ZITIERTER TEXT »

*-*-*

8. Vortrag: Über den Geist der Berufung
Freitag Abend, 12. September 1884
Meine Kinder, während dieser Exerzitien sprach ich zu euch von euren großen Pflichten und zunächst von der Liebe, die das erste und größte aller eurer Gelübde ist, da der heilige Franz von Sales am Anfang des Direktoriums sagt: Wir haben kein anderes Band als das Band der Liebe. Und der heilige Augustinus am Anfang seiner Regel: Vor allem soll Gott geliebt werden und dann der Nächste. So ist also die Liebe zu Gott und zum Nächsten sowie eure drei Gelübde die Grundlage eures Ordenslebens. Ihr müsst diesen Verpflichtungen nachkommen, sonst fehlt ihr gegen die Pflichten eurer Berufung.
Unabhängig von diesen zwei großen Verpflichtungen gibt es noch andere, die ich die kleinen Beobachtungen nennen werde, und die jeder Kongregation eigen sind. Die Heimsuchung hat ihre besonderen Pflichten, die Barmherzigen Schwestern haben ihre. Auch ihr seid für einen besonderen Zweck gegründet, denn jeder Orden ist für einen Zweck gegründet, der ihm seinen eigenen Charakter verleiht. Ihr, meine Kinder, habt dem Klerus in seinem Apostolat bei den Seelen zu helfen. Ihr seid keine Barmherzigen Schwestern, ihr pflegt nicht die Kranken, aber ihr müsst in einem gewissen Grad machen, was die Priester machen.
Monsignore Mermillod wünschte, dass ihr eingerichtet werdet, um Hilfskräfte des Klerus zu sein. Diesen Gedanken hat er noch, er erinnerte mich mehrmals daran und er wünscht, dass wir uns baldigst Studien widmen, die uns gestatten, den religiösen Unterweisungen den Platz einzuräumen, den sie verdienen. Bisher konnten wir es nicht machen, weil wir mit materiellen Arbeiten beauftragt waren, die es uns nicht gestatteten. Aber wenn uns der liebe Gott Themen gibt, werden wir bald beginnen. Seht unsere Patres. Was machen sie? Sie hören Beichte, sie predigen, sie feiern die Messe. Andere sind mit der Verwaltung betraut. Die Kongregation der Oblatin und die der Oblatinnen müssen das gleiche Werk verrichten. Ihr hört nicht die Beichte, aber ihr bereitet auf die Beichte vor; ihr feiert nicht die Messe, aber ihr empfangt die Kommunion und bereitet die Seelen auf den Kommunionempfang vor. Ihr predigt nicht, aber ihr unterstützt die heilige Kirche durch eure Werke. Ihr empfehle diesen Gedanken eurer Frömmigkeit. Es ist unbedingt notwendig, dass sich der Geist des heiligen Franz von Sales verbreitet. Ich glaube, mein Leben diesem Gedanken gewidmet zu haben, der der Gedanke der Guten Mutter Marie de Sales Chappuis ist. Was braucht man für die Erziehung der Jugend? Gute Nonnen. Bedarf es großer Damen, um große Fräuleins aufzuziehen? Nein, aber eine Ordensschwester, die an die Beobachtung der Ordensregel gebunden ist und ihr Direktorium gut erfüllt, kann das Mädchen hoch erheben. Daher sehe ich mit großem Schmerz, dass die Heimsuchung ihre Internate schließt, und ich sehe mit Bitternis, dass die Erziehung nach dem heiligen Franz von Sales, die für die Ausbildung der christlichen Seelen so wichtig ist, aufgegeben wird. Ich weiß wohl, dass das heutige Jahrhundert für Vieles verantwortlich ist, die Schließung erschreckt oft die Eltern.

*-*-*

ANGEZEIGTE DATEN »
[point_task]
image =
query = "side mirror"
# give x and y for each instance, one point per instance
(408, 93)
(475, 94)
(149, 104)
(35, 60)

*-*-*

AUFGABEN »
[1] Was bezeichnet der Vortrag über den Geist der Berufung als das erste und größte aller Gelübde?
[2] Schreiben Sie aus dem Vortrag über den Geist der Berufung den Abschnitt wortgetreu nieder, der mit den Worten „8. Vortrag: Über“ einsetzt und mit „Pflichten eurer Berufung.“ schließt.

LÖSUNGEN NACH AUFGABEN »
[1] Die Liebe.

[2]
8. Vortrag: Über den Geist der Berufung
Freitag Abend, 12. September 1884
Meine Kinder, während dieser Exerzitien sprach ich zu euch von euren großen Pflichten und zunächst von der Liebe, die das erste und größte aller eurer Gelübde ist, da der heilige Franz von Sales am Anfang des Direktoriums sagt: Wir haben kein anderes Band als das Band der Liebe. Und der heilige Augustinus am Anfang seiner Regel: Vor allem soll Gott geliebt werden und dann der Nächste. So ist also die Liebe zu Gott und zum Nächsten sowie eure drei Gelübde die Grundlage eures Ordenslebens. Ihr müsst diesen Verpflichtungen nachkommen, sonst fehlt ihr gegen die Pflichten eurer Berufung.